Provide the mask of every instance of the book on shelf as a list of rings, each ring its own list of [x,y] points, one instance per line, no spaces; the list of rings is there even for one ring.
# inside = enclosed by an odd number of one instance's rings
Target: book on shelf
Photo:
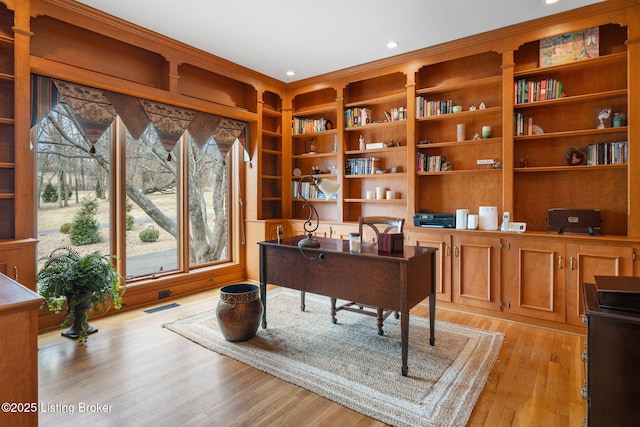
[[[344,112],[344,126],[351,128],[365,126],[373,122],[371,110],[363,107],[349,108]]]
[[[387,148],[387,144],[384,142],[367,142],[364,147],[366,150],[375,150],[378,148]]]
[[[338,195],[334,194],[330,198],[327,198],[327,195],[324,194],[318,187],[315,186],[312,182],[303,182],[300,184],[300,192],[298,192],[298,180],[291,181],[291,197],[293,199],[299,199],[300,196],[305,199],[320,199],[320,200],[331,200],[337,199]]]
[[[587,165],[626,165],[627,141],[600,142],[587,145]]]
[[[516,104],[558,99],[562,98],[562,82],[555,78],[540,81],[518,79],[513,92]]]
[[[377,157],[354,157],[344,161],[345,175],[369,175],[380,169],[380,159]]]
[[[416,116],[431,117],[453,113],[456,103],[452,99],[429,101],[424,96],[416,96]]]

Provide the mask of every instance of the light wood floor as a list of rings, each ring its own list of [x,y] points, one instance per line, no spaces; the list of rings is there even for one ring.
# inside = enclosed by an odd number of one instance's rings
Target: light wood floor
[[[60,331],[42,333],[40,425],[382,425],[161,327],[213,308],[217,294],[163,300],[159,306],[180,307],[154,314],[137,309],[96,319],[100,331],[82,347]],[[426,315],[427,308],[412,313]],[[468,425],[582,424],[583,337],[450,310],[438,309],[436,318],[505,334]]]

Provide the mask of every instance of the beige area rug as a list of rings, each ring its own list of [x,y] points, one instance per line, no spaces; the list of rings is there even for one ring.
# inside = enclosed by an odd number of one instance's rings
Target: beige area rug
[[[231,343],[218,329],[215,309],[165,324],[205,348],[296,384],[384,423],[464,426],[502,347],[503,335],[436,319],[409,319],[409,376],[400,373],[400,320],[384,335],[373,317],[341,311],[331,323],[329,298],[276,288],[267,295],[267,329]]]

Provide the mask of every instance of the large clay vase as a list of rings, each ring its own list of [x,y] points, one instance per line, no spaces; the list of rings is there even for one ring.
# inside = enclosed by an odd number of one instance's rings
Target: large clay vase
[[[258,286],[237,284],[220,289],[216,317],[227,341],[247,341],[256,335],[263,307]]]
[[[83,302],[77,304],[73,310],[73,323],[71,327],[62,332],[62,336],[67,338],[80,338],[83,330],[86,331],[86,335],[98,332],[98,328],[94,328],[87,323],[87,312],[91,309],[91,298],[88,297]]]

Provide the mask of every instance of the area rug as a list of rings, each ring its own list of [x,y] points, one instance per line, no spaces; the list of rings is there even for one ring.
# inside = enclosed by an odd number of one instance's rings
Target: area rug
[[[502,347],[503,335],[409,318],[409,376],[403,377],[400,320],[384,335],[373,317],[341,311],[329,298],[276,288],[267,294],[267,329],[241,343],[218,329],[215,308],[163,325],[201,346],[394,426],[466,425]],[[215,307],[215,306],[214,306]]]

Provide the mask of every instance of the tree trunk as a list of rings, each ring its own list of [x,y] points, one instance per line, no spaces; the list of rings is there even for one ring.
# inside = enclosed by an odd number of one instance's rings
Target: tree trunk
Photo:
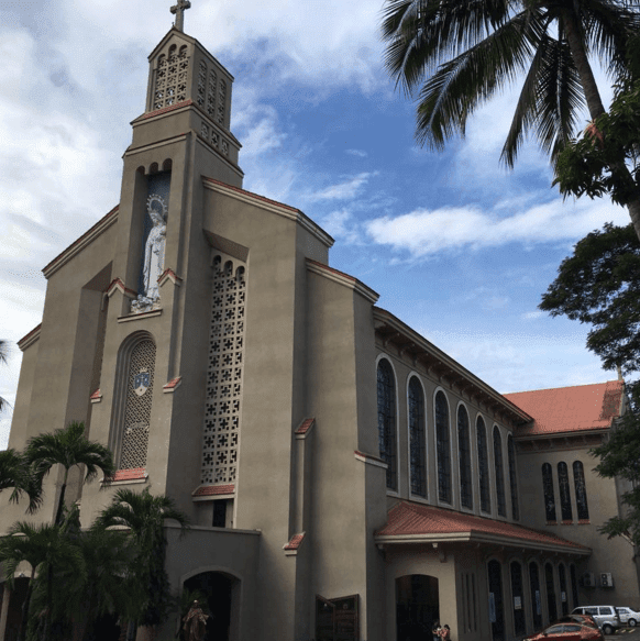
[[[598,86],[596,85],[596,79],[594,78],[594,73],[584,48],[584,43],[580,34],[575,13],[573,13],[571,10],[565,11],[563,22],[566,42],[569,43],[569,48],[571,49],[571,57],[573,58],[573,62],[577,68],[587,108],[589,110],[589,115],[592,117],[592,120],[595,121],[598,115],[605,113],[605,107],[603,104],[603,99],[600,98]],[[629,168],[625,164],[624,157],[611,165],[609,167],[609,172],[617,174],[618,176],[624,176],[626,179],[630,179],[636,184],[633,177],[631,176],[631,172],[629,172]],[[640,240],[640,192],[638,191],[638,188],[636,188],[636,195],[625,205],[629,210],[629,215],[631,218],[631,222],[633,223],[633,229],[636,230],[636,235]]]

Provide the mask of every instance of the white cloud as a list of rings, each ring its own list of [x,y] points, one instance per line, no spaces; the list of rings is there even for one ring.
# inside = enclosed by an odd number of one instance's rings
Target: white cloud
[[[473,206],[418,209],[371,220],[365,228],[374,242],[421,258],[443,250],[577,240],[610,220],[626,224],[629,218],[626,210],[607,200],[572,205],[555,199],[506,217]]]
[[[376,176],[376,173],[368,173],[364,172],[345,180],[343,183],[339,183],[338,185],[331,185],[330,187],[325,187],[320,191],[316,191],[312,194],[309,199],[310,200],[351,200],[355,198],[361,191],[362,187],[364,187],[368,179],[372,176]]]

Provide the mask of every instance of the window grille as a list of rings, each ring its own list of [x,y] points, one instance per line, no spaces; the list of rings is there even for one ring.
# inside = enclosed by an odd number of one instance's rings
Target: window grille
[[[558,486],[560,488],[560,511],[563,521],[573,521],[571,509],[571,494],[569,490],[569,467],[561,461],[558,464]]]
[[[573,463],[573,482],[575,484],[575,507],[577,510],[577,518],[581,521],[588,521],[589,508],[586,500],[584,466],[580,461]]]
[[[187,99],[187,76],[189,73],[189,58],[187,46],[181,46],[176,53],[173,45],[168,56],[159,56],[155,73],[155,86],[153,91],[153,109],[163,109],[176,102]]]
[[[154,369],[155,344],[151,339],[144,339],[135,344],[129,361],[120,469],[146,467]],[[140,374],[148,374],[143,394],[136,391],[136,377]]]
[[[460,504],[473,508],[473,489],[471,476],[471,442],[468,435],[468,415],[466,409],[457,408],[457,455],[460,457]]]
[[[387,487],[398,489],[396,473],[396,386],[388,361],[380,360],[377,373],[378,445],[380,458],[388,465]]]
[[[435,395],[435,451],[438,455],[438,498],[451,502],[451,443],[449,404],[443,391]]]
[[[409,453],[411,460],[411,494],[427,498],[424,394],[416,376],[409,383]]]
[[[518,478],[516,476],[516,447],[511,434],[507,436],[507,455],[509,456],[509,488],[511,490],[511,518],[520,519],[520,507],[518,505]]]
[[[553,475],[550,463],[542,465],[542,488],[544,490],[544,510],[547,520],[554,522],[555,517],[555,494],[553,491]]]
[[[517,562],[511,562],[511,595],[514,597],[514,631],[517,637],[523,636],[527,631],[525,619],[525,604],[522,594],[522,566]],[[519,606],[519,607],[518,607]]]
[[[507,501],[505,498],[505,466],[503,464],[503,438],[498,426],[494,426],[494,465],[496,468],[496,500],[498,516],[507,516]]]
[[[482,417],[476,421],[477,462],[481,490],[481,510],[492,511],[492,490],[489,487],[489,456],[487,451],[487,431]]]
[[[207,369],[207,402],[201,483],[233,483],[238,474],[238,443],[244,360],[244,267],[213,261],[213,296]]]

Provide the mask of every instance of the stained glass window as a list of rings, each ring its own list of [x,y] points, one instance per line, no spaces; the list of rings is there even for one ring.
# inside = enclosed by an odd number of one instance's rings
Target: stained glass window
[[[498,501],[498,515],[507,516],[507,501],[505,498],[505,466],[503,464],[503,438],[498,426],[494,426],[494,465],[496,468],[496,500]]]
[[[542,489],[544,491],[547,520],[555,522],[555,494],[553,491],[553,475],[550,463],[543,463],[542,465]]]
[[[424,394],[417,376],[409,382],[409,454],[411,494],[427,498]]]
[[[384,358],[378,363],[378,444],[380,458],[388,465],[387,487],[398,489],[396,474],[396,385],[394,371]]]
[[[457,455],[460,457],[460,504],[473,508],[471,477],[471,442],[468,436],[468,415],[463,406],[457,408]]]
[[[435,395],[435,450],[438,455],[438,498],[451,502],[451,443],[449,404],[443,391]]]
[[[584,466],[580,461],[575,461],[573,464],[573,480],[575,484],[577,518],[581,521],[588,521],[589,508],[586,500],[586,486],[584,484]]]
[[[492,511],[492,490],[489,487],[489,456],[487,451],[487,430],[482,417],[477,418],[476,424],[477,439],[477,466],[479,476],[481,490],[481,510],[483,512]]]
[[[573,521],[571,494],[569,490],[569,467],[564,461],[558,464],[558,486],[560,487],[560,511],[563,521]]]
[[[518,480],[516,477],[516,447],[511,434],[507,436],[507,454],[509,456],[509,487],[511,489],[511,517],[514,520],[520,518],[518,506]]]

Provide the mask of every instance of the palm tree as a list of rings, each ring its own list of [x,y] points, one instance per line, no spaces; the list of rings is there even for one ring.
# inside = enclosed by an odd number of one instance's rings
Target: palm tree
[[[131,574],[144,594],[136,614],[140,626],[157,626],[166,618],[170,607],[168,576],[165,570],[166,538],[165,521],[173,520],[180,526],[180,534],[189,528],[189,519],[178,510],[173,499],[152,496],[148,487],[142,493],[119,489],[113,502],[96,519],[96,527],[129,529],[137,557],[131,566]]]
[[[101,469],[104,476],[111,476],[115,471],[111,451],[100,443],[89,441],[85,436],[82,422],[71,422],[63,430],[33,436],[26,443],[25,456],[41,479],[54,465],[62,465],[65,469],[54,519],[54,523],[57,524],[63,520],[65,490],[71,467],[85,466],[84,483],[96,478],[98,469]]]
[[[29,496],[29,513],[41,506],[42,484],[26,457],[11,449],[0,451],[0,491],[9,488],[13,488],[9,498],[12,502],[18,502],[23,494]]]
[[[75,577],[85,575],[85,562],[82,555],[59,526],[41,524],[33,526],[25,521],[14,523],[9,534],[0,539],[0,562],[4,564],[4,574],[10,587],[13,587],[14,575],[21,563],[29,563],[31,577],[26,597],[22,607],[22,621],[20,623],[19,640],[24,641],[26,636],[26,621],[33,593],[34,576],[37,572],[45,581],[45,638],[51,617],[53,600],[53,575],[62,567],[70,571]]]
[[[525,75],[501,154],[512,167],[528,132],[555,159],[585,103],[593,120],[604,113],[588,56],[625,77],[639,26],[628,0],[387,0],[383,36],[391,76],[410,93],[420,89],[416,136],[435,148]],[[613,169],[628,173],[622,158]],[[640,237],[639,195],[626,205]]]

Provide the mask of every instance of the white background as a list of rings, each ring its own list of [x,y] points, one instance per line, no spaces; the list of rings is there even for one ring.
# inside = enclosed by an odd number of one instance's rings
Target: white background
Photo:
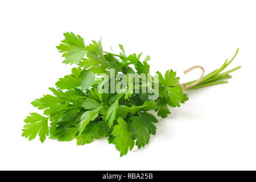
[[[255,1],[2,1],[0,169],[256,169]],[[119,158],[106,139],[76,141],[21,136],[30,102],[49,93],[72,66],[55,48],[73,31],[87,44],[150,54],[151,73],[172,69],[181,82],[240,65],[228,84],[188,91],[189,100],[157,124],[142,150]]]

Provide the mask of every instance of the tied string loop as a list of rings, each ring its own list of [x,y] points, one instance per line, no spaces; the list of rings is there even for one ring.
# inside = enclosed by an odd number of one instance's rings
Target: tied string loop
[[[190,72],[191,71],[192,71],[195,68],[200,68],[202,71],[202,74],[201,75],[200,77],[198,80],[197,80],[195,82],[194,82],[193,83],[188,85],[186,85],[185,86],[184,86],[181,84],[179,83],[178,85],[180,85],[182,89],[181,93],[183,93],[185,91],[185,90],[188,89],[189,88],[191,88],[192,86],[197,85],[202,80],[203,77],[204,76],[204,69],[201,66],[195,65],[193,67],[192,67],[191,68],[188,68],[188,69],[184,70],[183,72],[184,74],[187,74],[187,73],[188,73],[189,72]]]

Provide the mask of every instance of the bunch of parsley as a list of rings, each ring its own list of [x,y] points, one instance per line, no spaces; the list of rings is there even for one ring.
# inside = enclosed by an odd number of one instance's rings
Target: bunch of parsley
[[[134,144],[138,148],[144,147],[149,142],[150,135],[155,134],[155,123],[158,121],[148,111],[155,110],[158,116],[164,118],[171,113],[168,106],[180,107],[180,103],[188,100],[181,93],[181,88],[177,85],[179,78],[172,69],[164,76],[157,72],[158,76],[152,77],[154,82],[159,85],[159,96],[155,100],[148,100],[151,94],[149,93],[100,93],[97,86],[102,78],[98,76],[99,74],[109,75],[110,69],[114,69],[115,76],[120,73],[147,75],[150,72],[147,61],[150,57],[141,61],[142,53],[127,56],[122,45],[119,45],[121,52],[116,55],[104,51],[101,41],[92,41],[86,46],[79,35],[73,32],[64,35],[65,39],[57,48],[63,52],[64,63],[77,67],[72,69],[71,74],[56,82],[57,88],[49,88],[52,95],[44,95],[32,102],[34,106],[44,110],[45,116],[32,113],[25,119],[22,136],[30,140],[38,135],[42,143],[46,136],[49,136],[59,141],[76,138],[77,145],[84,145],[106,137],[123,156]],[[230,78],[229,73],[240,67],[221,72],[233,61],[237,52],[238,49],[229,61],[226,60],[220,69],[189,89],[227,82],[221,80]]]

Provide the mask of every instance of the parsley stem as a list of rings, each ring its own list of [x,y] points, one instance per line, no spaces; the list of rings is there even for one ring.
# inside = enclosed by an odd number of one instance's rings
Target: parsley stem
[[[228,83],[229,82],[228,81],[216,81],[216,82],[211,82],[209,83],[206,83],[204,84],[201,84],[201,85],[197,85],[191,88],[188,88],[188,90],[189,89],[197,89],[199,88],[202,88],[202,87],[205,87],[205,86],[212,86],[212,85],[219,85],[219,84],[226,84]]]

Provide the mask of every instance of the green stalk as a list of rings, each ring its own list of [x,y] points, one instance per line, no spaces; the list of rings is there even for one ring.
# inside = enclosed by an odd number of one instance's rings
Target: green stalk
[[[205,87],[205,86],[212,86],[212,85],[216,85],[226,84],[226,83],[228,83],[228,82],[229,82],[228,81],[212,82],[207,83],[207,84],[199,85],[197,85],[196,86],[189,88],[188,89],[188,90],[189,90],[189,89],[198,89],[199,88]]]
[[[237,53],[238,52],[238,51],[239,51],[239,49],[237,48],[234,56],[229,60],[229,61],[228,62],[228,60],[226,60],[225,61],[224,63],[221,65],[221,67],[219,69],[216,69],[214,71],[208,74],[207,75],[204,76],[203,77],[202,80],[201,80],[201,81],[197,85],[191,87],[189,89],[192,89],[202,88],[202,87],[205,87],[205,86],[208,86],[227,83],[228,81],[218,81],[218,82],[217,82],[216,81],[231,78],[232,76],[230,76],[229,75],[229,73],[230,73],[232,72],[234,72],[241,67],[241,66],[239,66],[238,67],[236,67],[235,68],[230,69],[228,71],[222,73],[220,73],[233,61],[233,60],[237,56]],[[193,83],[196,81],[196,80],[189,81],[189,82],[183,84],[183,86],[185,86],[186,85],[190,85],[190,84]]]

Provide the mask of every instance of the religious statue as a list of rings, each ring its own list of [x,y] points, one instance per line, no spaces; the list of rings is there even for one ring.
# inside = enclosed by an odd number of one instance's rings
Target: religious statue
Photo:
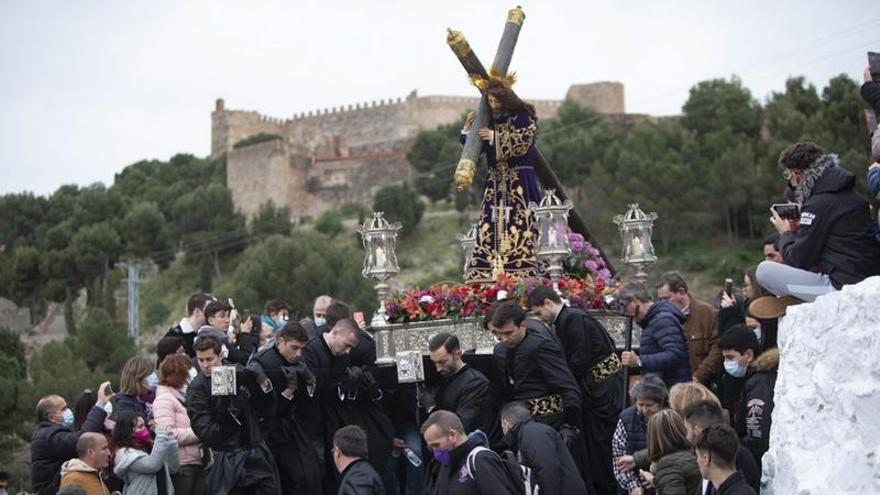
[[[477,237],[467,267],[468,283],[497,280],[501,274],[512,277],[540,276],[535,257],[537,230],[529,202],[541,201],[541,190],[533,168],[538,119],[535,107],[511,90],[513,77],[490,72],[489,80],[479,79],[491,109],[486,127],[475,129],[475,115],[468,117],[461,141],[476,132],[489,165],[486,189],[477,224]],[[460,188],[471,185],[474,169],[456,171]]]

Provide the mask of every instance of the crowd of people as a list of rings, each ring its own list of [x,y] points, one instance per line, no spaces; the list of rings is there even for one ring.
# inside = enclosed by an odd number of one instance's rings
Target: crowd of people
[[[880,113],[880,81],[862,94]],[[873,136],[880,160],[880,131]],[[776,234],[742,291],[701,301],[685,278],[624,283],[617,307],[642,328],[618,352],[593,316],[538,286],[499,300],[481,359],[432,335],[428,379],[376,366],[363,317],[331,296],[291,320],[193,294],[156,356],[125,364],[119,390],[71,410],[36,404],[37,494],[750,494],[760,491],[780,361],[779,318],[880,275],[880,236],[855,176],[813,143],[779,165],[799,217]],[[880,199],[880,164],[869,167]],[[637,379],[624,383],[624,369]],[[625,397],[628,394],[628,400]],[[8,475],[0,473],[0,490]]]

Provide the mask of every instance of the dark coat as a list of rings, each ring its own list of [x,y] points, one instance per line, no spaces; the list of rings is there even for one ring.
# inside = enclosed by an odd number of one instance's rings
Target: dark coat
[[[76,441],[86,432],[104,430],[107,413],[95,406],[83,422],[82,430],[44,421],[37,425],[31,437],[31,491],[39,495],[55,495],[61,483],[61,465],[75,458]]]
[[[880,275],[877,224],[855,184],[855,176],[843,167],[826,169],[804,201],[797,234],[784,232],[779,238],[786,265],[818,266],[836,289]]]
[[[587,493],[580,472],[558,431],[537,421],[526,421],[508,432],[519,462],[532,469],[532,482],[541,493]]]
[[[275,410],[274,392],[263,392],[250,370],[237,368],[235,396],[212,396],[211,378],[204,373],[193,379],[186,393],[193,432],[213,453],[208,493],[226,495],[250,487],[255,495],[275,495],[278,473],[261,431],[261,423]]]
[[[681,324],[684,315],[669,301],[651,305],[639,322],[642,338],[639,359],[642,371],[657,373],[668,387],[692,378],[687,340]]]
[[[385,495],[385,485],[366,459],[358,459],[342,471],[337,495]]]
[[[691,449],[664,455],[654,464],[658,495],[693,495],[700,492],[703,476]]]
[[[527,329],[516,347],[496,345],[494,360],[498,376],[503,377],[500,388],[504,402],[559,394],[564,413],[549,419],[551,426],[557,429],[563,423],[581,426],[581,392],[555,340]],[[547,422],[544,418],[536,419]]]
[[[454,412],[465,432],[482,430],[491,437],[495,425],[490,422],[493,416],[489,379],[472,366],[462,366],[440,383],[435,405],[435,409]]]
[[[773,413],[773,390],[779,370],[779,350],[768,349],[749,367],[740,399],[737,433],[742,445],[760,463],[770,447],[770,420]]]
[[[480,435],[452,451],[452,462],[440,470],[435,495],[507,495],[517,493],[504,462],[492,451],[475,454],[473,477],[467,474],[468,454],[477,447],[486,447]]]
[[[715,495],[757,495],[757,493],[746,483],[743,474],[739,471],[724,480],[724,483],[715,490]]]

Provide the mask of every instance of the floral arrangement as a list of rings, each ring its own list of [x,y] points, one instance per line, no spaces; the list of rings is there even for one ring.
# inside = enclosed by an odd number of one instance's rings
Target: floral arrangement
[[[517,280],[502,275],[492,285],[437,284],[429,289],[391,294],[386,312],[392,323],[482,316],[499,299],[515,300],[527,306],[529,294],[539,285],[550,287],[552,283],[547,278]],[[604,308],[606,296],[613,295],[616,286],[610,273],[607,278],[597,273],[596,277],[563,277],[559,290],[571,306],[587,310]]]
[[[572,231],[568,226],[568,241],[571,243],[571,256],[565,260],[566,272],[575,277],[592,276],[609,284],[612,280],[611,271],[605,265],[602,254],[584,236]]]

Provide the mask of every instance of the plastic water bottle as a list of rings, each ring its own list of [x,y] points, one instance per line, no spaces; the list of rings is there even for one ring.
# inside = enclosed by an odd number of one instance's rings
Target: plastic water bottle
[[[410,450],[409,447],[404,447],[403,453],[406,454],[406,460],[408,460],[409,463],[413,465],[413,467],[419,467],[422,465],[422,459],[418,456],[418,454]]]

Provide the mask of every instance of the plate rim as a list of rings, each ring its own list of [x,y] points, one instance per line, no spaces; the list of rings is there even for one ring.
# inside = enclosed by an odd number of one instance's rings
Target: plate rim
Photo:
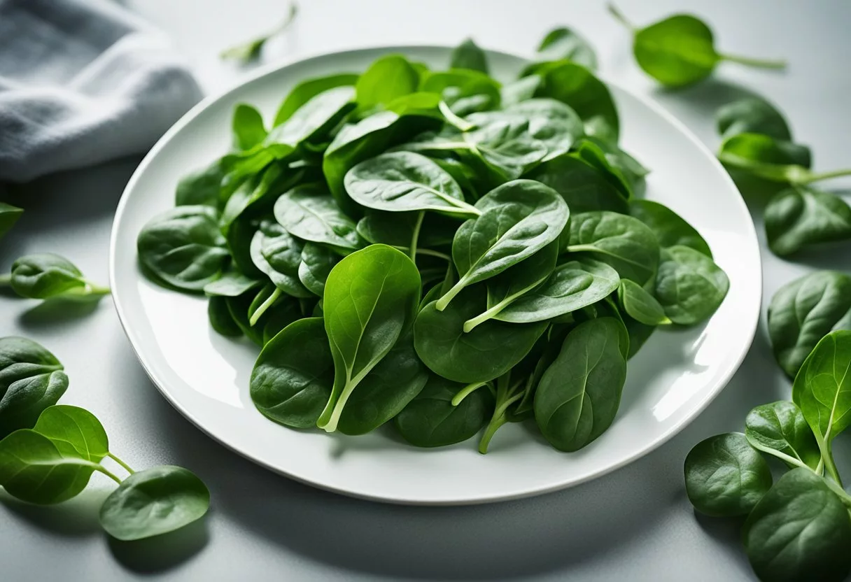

◆ TASK TO CARRY OUT:
Reproduce the part of the records above that opens with the line containing "Provide the mask of every instance of the palm" and closes with the line containing "Target: palm tree", including both of those lines.

◆ OUTPUT:
Provide the mask of every instance of the palm tree as a list of rings, each ring its own list of [x,y] points, one instance per line, no spaces; the list of rings is there even for one ring.
# inside = enclosed by an odd number of one instance's rings
Target: palm tree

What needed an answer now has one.